L’usage de certains termes
La mention, pertinente, du terme « massacre » pour rendre compte de l’assaut mené par le Hamas le 7 octobre 2023 n’est toutefois pas reprise pour qualifier le sort des civil-es palestinien-nes décédé-es sous les bombes israéliennes. On préfère, affirme l’étude, parler de morts quand il est question d’« incidents » ou de « frappes » de l’aviation israélienne. On utilise donc des termes qui invalident en quelque sorte l’intention meurtrière et la violence de l’armée d’Israël qu’on applique pourtant à l’attaque du 7 octobre 2023 du Hamas.

(Éléments d'un jeu de données)
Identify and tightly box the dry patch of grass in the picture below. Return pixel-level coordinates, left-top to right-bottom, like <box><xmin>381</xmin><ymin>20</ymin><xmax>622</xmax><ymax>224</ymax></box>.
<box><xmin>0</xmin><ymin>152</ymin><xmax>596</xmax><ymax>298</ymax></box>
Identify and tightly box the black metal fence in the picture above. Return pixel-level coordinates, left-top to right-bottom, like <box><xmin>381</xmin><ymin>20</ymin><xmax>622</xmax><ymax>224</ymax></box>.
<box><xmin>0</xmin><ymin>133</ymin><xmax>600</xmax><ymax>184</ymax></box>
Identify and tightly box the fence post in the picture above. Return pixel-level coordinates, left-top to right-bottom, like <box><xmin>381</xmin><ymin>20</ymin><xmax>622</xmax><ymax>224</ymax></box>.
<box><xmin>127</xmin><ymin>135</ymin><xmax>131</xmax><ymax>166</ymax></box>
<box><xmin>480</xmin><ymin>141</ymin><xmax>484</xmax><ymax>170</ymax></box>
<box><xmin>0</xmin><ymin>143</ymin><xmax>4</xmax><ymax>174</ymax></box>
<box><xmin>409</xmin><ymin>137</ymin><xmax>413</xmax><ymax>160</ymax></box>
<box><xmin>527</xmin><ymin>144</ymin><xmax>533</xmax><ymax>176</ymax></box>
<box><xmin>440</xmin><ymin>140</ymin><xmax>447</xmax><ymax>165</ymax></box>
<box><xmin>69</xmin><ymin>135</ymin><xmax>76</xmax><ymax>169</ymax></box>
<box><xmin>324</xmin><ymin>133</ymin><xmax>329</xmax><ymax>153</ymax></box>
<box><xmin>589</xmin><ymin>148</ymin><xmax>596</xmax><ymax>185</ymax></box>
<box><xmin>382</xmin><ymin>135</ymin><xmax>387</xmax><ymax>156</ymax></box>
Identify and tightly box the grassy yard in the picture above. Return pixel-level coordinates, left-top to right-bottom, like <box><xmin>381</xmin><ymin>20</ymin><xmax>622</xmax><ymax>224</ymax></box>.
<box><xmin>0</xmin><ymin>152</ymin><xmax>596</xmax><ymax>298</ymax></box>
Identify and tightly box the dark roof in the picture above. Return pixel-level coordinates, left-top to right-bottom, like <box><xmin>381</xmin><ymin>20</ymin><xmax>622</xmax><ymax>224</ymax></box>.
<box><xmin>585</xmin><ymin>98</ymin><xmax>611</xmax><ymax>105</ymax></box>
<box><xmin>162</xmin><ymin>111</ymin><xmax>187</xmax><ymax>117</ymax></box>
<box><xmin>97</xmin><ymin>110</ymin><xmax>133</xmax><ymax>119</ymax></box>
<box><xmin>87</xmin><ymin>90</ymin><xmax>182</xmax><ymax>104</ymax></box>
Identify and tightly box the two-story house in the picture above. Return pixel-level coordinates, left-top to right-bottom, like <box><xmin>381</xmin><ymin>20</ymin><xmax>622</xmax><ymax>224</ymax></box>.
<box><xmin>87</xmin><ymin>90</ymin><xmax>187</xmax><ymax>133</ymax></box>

(TRAVAIL DEMANDÉ)
Dans l'extrait, quel terme emploie-t-on pour parler de l'assaut mené par le Hamas le 7 octobre 2023 ?

(VOTRE RÉPONSE)
Le terme « massacre ».